Rewrite the rows below with every "multi_box_example" renamed to "sample_boxes", leaving everything else unchanged.
* Begin Recorded data *
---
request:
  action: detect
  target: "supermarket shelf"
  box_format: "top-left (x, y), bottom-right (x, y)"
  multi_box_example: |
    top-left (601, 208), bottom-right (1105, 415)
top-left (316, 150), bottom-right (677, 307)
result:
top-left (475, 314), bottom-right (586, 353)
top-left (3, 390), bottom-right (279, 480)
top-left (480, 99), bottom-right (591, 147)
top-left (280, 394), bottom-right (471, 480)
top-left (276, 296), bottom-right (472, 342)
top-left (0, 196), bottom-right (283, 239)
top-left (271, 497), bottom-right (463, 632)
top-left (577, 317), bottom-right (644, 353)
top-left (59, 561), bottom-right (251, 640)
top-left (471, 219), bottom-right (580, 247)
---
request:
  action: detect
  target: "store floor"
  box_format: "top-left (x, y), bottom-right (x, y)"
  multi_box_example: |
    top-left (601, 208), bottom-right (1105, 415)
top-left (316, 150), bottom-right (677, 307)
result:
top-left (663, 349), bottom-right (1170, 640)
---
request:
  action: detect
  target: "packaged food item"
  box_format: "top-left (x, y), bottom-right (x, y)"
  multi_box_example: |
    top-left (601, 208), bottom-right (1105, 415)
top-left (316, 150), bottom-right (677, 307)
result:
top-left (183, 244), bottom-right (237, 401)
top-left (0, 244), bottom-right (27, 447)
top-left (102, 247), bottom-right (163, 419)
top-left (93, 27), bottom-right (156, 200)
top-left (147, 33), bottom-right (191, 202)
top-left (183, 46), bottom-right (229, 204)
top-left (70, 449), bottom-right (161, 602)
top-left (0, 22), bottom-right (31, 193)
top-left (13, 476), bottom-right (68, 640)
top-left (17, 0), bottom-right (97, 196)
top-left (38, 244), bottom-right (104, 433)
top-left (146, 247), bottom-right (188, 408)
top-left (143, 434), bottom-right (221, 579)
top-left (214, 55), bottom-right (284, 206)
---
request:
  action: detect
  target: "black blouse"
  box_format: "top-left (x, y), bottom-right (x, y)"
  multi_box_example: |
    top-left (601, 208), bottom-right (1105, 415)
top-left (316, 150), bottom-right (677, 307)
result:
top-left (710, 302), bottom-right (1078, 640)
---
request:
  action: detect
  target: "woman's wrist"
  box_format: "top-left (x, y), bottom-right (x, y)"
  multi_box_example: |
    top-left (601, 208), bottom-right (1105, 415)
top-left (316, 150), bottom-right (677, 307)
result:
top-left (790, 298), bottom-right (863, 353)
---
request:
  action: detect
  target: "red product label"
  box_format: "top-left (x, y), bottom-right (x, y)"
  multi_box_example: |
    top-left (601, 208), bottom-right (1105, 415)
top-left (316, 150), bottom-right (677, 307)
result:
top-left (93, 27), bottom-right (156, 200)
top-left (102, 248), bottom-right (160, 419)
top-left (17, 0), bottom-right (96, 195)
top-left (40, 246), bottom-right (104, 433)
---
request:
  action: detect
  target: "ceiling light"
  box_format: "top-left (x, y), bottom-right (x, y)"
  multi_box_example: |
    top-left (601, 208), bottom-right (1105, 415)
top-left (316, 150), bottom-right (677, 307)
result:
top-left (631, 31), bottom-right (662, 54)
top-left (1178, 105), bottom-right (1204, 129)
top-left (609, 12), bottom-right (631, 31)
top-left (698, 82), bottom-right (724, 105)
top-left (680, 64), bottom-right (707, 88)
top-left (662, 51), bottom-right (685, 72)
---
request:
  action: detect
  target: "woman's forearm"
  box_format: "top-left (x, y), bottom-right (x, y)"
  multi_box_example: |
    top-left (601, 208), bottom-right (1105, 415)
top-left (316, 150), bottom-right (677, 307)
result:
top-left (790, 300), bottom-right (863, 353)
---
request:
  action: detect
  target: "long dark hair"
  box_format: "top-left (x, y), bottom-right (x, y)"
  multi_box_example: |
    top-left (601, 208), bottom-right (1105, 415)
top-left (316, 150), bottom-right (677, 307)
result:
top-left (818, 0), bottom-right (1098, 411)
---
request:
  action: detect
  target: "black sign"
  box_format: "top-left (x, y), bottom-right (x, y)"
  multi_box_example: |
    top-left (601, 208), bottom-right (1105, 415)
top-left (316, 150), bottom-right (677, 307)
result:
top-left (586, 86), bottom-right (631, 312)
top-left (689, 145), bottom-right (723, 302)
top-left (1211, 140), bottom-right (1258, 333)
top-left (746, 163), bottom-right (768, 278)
* End Recorded data *
• Exercise response:
---
request:
  action: detect
  target: "supermarket shelf"
  box_format: "top-left (x, y), bottom-right (x, y)"
  sample_boxes: |
    top-left (601, 208), bottom-right (1105, 415)
top-left (316, 150), bottom-right (677, 307)
result:
top-left (475, 314), bottom-right (586, 353)
top-left (3, 390), bottom-right (279, 480)
top-left (480, 99), bottom-right (591, 147)
top-left (280, 394), bottom-right (471, 480)
top-left (276, 296), bottom-right (472, 342)
top-left (0, 196), bottom-right (283, 239)
top-left (271, 497), bottom-right (463, 632)
top-left (577, 317), bottom-right (644, 353)
top-left (59, 561), bottom-right (251, 640)
top-left (471, 219), bottom-right (580, 247)
---
request:
  action: detect
  target: "store floor"
  box_format: "top-left (x, y), bottom-right (x, y)"
  sample_boxes: |
    top-left (601, 208), bottom-right (1105, 415)
top-left (316, 150), bottom-right (677, 307)
result:
top-left (663, 349), bottom-right (1170, 640)
---
request:
  action: detect
  target: "packaged food item"
  box_format: "top-left (x, y), bottom-right (x, y)"
  sample_boxes: |
    top-left (601, 208), bottom-right (1105, 415)
top-left (316, 150), bottom-right (677, 307)
result:
top-left (183, 244), bottom-right (237, 401)
top-left (0, 244), bottom-right (27, 447)
top-left (102, 247), bottom-right (163, 419)
top-left (93, 27), bottom-right (156, 200)
top-left (147, 33), bottom-right (191, 202)
top-left (183, 46), bottom-right (229, 204)
top-left (70, 449), bottom-right (161, 602)
top-left (0, 22), bottom-right (31, 193)
top-left (13, 476), bottom-right (68, 640)
top-left (17, 0), bottom-right (97, 196)
top-left (38, 244), bottom-right (104, 433)
top-left (146, 247), bottom-right (188, 408)
top-left (143, 434), bottom-right (221, 579)
top-left (214, 55), bottom-right (284, 206)
---
request:
  action: detect
  target: "black blouse"
  box_format: "top-left (x, y), bottom-right (x, y)"
  sample_boxes: |
    top-left (601, 208), bottom-right (1105, 415)
top-left (316, 150), bottom-right (677, 307)
result:
top-left (710, 302), bottom-right (1078, 640)
---
request:
  action: detect
  target: "woman's wrist"
  box_format: "top-left (x, y), bottom-right (x, y)"
  sample_boxes: |
    top-left (601, 208), bottom-right (1105, 415)
top-left (316, 150), bottom-right (677, 307)
result:
top-left (790, 298), bottom-right (863, 353)
---
request:
  action: detect
  target: "red product label"
  box_format: "top-left (x, y), bottom-right (x, y)"
  sample_boxes: |
    top-left (601, 208), bottom-right (1105, 415)
top-left (316, 150), bottom-right (677, 307)
result:
top-left (93, 27), bottom-right (156, 200)
top-left (102, 248), bottom-right (160, 419)
top-left (17, 0), bottom-right (96, 195)
top-left (40, 246), bottom-right (104, 433)
---
request:
  action: detect
  target: "ceiling light"
  box_format: "top-left (x, y), bottom-right (x, y)"
  sample_boxes: |
    top-left (601, 208), bottom-right (1105, 415)
top-left (316, 150), bottom-right (677, 307)
result:
top-left (631, 31), bottom-right (662, 54)
top-left (1178, 105), bottom-right (1204, 129)
top-left (609, 12), bottom-right (631, 31)
top-left (698, 82), bottom-right (724, 105)
top-left (680, 64), bottom-right (707, 88)
top-left (662, 51), bottom-right (685, 72)
---
request:
  action: detect
  target: "woman's forearm"
  box_format: "top-left (x, y), bottom-right (x, y)"
  sample_boxes: |
    top-left (601, 208), bottom-right (1105, 415)
top-left (316, 150), bottom-right (677, 307)
result:
top-left (790, 300), bottom-right (863, 353)
---
request:
  action: detect
  target: "long dark hair"
  box_format: "top-left (x, y), bottom-right (x, y)"
  sample_boxes: |
    top-left (601, 208), bottom-right (1105, 415)
top-left (316, 150), bottom-right (677, 307)
result:
top-left (818, 0), bottom-right (1098, 411)
---
request:
  action: detect
  target: "black sign"
  box_format: "top-left (x, y), bottom-right (x, y)"
  sample_boxes: |
    top-left (601, 208), bottom-right (1105, 415)
top-left (316, 150), bottom-right (677, 307)
result:
top-left (586, 86), bottom-right (631, 312)
top-left (689, 145), bottom-right (723, 302)
top-left (1211, 140), bottom-right (1258, 333)
top-left (746, 163), bottom-right (768, 278)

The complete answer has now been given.